■ YOUR INSTRUCTIONS
Pictures must be kept out of the copy. Every entry is to be duplicated exactly.

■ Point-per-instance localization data
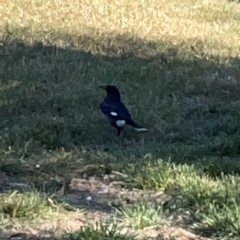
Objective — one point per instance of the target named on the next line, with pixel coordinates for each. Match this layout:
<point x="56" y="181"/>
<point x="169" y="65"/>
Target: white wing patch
<point x="113" y="114"/>
<point x="120" y="123"/>
<point x="141" y="129"/>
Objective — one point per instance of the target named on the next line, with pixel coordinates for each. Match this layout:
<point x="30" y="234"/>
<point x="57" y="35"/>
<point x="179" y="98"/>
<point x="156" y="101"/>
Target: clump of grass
<point x="99" y="232"/>
<point x="212" y="201"/>
<point x="26" y="206"/>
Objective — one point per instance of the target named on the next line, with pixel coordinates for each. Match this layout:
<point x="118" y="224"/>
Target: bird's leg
<point x="119" y="131"/>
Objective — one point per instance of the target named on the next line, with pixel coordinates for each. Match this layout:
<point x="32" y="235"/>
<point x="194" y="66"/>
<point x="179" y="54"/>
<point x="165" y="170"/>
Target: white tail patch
<point x="120" y="123"/>
<point x="113" y="114"/>
<point x="141" y="129"/>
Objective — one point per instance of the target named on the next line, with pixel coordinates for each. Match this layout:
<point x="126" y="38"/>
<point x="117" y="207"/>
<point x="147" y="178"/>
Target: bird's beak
<point x="103" y="87"/>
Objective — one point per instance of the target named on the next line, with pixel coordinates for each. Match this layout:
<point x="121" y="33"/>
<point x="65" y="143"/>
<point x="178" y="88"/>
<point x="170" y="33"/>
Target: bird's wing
<point x="116" y="111"/>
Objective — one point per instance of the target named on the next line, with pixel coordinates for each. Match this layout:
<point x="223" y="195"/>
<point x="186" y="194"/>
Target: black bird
<point x="116" y="112"/>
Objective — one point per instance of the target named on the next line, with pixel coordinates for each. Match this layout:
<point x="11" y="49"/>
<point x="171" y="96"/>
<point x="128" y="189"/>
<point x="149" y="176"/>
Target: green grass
<point x="177" y="66"/>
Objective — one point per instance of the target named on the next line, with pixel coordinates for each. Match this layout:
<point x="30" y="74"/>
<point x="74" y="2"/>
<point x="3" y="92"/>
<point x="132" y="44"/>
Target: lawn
<point x="63" y="168"/>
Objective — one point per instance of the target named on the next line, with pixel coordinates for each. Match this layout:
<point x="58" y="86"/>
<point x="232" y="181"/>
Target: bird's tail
<point x="136" y="126"/>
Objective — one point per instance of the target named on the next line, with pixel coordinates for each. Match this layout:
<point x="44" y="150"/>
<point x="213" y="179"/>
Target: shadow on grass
<point x="188" y="99"/>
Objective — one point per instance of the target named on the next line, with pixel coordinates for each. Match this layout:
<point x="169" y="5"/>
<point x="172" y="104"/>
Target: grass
<point x="177" y="66"/>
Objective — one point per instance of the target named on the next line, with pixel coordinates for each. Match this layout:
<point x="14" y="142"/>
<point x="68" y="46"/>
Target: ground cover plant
<point x="63" y="169"/>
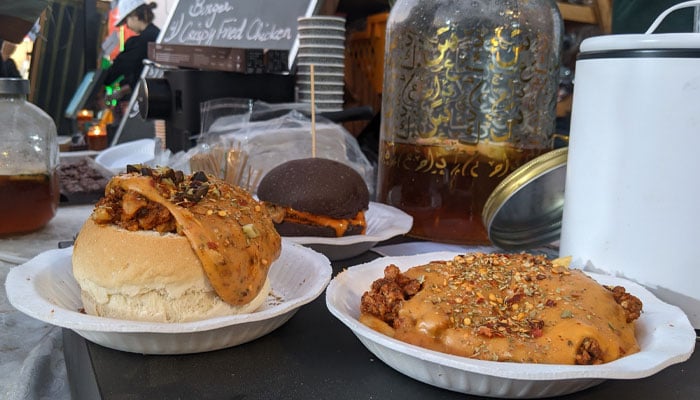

■ YOUR SOLUTION
Objective — one point per instance of the target named on the next line, with pixel coordinates for each. Match this layout:
<point x="56" y="181"/>
<point x="169" y="65"/>
Target: white wing patch
<point x="113" y="114"/>
<point x="120" y="123"/>
<point x="141" y="129"/>
Objective — one point per instance of the target named on the next line, with pixel coordinates for each. Match this layout:
<point x="30" y="234"/>
<point x="57" y="35"/>
<point x="179" y="98"/>
<point x="156" y="101"/>
Target: clump of grass
<point x="99" y="232"/>
<point x="212" y="201"/>
<point x="26" y="206"/>
Objective — one point per instance of the target named on the next line, with pixel coordinates for each. Match this layout:
<point x="118" y="224"/>
Target: bird's leg
<point x="119" y="131"/>
Objective — one point per instance of the target named on the next line, with pixel coordinates for each. Match this layout:
<point x="32" y="235"/>
<point x="194" y="66"/>
<point x="179" y="54"/>
<point x="165" y="170"/>
Target: white tail patch
<point x="120" y="123"/>
<point x="113" y="114"/>
<point x="141" y="129"/>
Objective — one point per instance of the target named on the next line, with pixel coordinates for each. Match this layout:
<point x="126" y="38"/>
<point x="117" y="207"/>
<point x="147" y="178"/>
Target: bird's beak
<point x="103" y="87"/>
Objective — one point per instance of the target named on the next line, with pixel coordinates for each. Match this layout:
<point x="121" y="33"/>
<point x="65" y="143"/>
<point x="178" y="88"/>
<point x="170" y="33"/>
Target: bird's wing
<point x="116" y="111"/>
Objective — one point per instance of the target named on the next line, with pixel coordinates for each. Match this layout:
<point x="223" y="195"/>
<point x="186" y="194"/>
Target: black bird
<point x="116" y="112"/>
Objective — one point per instance of the target named on the next line, with pixel coordinates for each. Match this layout:
<point x="11" y="49"/>
<point x="171" y="96"/>
<point x="128" y="189"/>
<point x="149" y="176"/>
Target: green grass
<point x="177" y="66"/>
Objective — one point per instance of the target named on the next line, with pixel coordinates for each. Match this layout:
<point x="30" y="74"/>
<point x="74" y="2"/>
<point x="3" y="92"/>
<point x="132" y="44"/>
Target: lawn
<point x="63" y="168"/>
Objective — one point per instance of the target named on the next line, with pixel coordinates for each. Match this layout:
<point x="58" y="86"/>
<point x="232" y="181"/>
Target: bird's tail
<point x="136" y="126"/>
Objective — one point per instance of the target named on the next line, with pixel coordinates for each. Match this layout:
<point x="44" y="150"/>
<point x="213" y="179"/>
Target: shadow on grass
<point x="188" y="99"/>
Objective — one point per instance of the target named on the next line, with pixel coordinates for each. Match this layout:
<point x="169" y="5"/>
<point x="172" y="104"/>
Target: grass
<point x="177" y="66"/>
Objective — one point per instance of the target named on the next line, with pixel coordinates for each. Match this layout:
<point x="14" y="142"/>
<point x="68" y="46"/>
Target: ground cover plant
<point x="63" y="169"/>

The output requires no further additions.